◆ Stated problem a
Count the lines in the records below that contain the string "window", and reply with the number only.

And that’s just what comes out of their paycheck. School districts, cities, and counties are next in line with property tax increases. All the while, sales taxes are ticking up too with higher prices.
Not to mention that income increases to offset inflation aren’t keeping up either. From April 2021 to April 2022, Kansans’ average nominal weekly earnings increased by 7.4% while inflation for the Midwest was 8.2%. On an annualized basis, the average Kansan worker may appear to have gained $3,501 more in their wages but they’d need another $381 in annual wages just to tread water.
An existing inflation fix that occurs at the federal level is the indexing of tax brackets. That is, tax brackets will increase with inflation to reflect that income growth from inflation isn’t a real expansion of earnings and wealth. Twenty states have some form of inflation indexing for tax brackets, standard deductions, or personal exemptions. But Kansas does none of these, and these are the most basic steps that should have broad support.
Going further, Kansas families need real tax cuts to help offset the cost of inflation. With the state regularly exceeding monthly tax revenue and sitting on staggering reserves we need changes to keep the cost of living low in Kansas. The Sunflower State is the third least tax-friendly state for retirees according to Kiplinger’s.
But, one-time relief options like a “gas tax holiday” may seem nice at first. Unfortunately, they have few long-term effects while exacerbating inflation by increasing debate while markets (i.e., energy supply chain issues with Russia’s invasion of Ukraine) are already tight. Instead, long-term relief should be the way to go. Lasting income tax cuts for everyone keep cash in people’s pockets and stimulate the economy: tax cuts for people with lower incomes have resulted in high employment growth.

◆ Object pointing dataset rows
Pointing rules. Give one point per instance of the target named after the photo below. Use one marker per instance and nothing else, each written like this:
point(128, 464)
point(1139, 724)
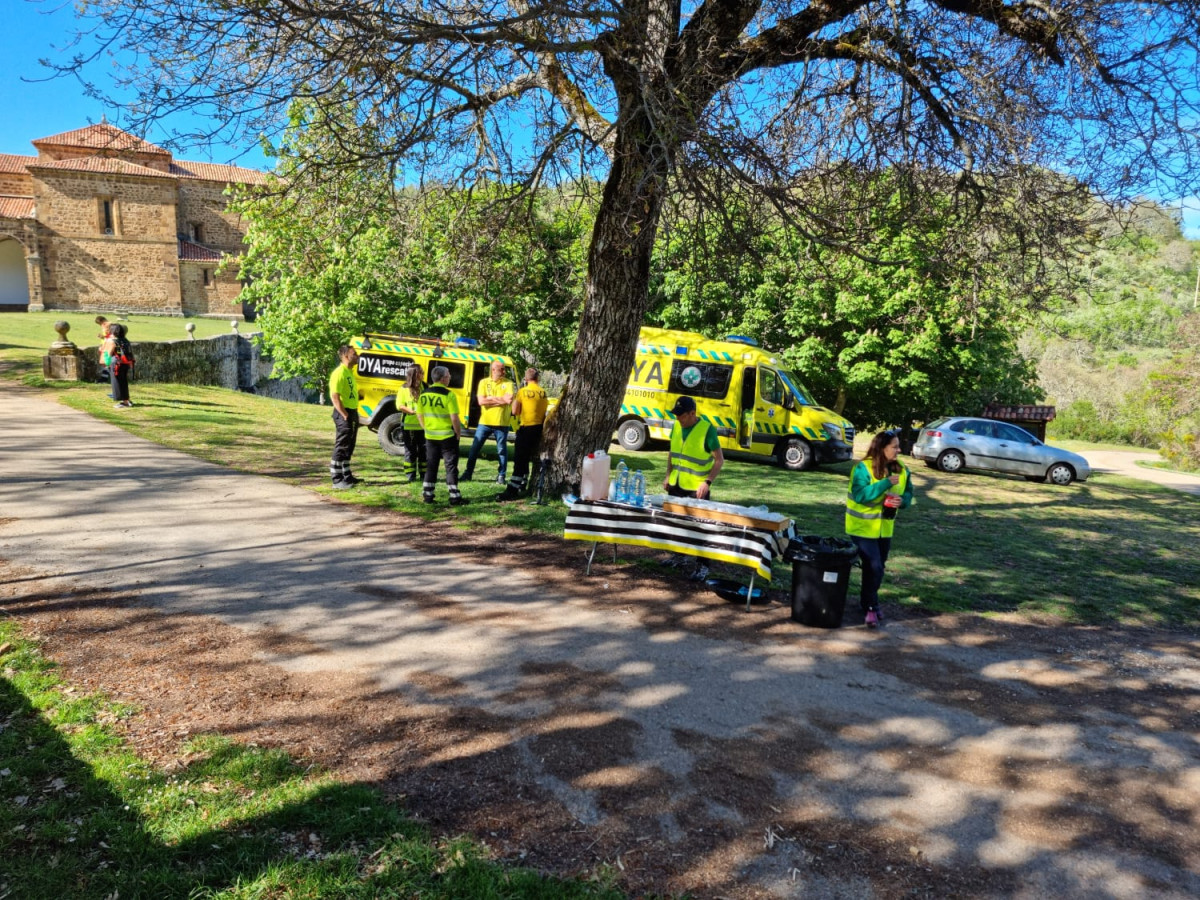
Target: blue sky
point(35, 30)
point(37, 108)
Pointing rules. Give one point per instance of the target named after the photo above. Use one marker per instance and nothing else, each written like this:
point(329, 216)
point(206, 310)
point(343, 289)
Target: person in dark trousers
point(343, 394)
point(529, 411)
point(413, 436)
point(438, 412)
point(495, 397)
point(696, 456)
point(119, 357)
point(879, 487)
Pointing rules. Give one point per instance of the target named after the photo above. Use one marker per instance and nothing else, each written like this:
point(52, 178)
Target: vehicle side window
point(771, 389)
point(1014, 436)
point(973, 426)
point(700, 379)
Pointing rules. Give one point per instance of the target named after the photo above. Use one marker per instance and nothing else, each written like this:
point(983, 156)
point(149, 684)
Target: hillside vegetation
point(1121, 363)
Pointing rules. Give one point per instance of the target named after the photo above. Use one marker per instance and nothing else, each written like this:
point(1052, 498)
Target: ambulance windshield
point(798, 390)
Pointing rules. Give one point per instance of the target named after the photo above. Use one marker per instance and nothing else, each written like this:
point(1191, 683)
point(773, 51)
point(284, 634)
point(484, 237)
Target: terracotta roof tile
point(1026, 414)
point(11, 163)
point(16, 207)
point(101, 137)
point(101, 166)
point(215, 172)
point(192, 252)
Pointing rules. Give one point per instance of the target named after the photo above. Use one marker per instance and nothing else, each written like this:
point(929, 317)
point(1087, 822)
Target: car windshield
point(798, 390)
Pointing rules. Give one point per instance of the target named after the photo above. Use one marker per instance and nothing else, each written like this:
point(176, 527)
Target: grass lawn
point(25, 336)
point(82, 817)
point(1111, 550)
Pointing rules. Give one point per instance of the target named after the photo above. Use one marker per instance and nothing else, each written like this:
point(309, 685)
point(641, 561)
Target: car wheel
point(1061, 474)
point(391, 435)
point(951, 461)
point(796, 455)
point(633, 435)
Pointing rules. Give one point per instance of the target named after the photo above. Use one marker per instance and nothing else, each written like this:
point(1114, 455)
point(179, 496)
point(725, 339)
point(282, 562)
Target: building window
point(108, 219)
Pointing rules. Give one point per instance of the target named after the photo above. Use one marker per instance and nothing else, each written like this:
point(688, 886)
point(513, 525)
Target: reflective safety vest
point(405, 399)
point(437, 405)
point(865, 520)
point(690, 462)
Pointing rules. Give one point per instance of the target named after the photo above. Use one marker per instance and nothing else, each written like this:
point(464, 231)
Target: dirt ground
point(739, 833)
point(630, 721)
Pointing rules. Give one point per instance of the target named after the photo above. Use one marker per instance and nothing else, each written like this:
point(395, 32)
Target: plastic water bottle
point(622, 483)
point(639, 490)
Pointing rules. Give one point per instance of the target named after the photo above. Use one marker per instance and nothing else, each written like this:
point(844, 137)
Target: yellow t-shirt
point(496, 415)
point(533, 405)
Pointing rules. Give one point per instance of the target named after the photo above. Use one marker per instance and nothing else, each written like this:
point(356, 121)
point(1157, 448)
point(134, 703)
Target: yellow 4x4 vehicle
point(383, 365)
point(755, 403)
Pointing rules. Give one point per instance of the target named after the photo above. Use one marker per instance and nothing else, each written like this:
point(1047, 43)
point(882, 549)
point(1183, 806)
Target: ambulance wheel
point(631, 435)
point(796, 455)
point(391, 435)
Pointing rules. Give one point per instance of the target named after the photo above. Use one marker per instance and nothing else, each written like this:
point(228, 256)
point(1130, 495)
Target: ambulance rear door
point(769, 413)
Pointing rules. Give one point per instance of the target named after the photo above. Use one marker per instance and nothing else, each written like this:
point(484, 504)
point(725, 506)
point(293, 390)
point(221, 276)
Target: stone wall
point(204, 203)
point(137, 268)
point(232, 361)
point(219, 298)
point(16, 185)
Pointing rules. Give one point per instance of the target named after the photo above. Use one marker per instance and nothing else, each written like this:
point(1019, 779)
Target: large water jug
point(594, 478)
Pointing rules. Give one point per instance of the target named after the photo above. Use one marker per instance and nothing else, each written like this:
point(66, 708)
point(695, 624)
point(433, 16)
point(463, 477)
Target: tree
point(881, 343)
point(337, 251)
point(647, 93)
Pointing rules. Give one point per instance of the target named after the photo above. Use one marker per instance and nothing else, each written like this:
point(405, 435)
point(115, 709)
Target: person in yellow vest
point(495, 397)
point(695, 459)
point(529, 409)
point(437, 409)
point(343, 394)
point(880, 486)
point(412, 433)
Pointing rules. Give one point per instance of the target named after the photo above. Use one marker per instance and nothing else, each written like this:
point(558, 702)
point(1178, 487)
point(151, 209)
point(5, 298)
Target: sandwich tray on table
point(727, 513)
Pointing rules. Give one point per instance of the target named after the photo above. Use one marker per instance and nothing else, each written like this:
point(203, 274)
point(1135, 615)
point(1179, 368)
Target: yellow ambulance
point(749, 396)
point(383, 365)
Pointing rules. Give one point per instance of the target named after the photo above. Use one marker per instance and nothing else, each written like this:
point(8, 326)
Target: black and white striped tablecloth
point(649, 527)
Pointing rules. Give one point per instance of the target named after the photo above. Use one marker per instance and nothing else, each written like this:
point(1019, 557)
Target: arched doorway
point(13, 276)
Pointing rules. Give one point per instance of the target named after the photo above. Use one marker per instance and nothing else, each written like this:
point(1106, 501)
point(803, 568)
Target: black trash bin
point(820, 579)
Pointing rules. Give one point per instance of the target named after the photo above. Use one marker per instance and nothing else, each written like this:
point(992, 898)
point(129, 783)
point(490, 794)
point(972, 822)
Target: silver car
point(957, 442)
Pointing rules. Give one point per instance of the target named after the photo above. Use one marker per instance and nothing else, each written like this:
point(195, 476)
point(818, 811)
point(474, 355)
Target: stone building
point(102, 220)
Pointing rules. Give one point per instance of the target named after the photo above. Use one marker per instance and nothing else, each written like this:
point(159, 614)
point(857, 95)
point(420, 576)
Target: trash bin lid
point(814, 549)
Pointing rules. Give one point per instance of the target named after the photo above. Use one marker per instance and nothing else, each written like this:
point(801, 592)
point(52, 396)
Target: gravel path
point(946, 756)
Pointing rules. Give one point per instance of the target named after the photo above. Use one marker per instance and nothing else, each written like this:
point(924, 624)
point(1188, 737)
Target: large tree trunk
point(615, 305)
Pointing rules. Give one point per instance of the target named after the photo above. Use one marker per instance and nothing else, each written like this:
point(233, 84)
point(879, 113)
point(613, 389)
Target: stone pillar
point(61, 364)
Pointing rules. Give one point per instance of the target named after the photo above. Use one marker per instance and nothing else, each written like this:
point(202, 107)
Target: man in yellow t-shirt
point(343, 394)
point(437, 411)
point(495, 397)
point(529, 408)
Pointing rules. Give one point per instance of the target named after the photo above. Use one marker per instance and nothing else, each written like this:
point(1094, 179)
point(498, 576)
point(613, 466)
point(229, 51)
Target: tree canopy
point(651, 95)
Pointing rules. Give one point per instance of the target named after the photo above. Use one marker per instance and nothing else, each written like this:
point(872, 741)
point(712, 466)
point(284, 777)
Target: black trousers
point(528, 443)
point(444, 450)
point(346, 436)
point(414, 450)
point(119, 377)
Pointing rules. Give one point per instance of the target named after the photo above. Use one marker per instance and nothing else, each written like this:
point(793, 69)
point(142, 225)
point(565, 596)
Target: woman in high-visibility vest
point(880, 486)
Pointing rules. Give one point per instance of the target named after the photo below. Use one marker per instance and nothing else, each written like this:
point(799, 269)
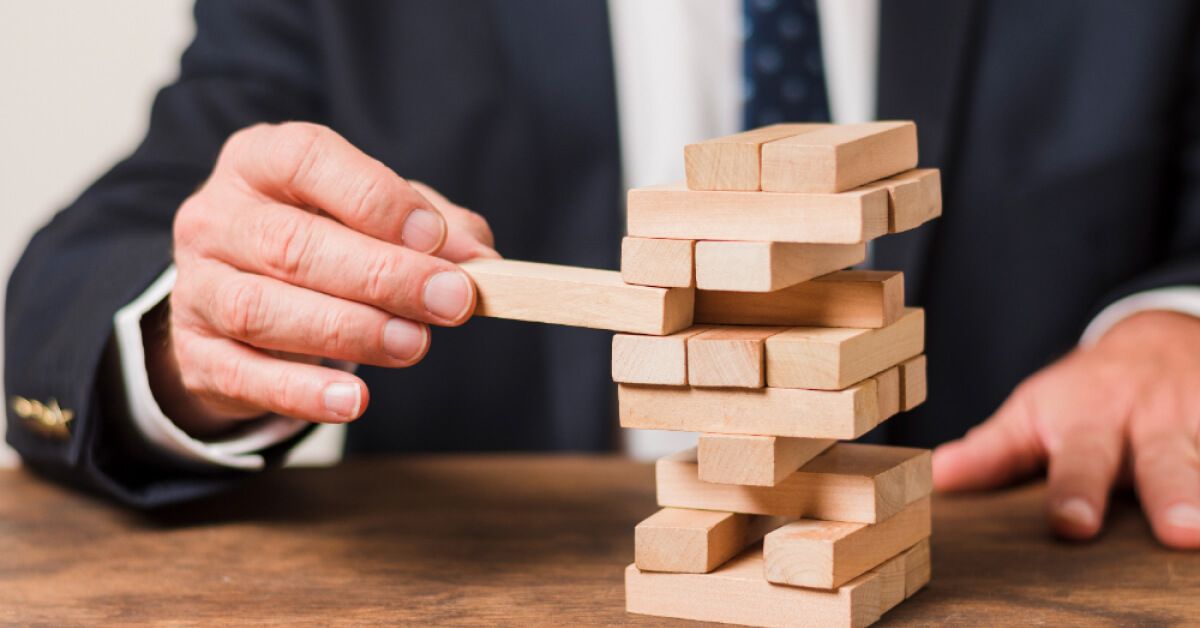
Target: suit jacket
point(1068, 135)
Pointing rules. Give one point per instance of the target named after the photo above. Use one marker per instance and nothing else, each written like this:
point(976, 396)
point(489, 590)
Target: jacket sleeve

◆ Stated problem b
From the passage above on Kansas taxes and inflation, copy the span from "Going further, Kansas" up to and including "high employment growth.".

◆ Complete output a
2

◆ Complete output b
Going further, Kansas families need real tax cuts to help offset the cost of inflation. With the state regularly exceeding monthly tax revenue and sitting on staggering reserves we need changes to keep the cost of living low in Kansas. The Sunflower State is the third least tax-friendly state for retirees according to Kiplinger’s.
But, one-time relief options like a “gas tax holiday” may seem nice at first. Unfortunately, they have few long-term effects while exacerbating inflation by increasing debate while markets (i.e., energy supply chain issues with Russia’s invasion of Ukraine) are already tight. Instead, long-term relief should be the way to go. Lasting income tax cuts for everyone keep cash in people’s pockets and stimulate the economy: tax cuts for people with lower incomes have resulted in high employment growth.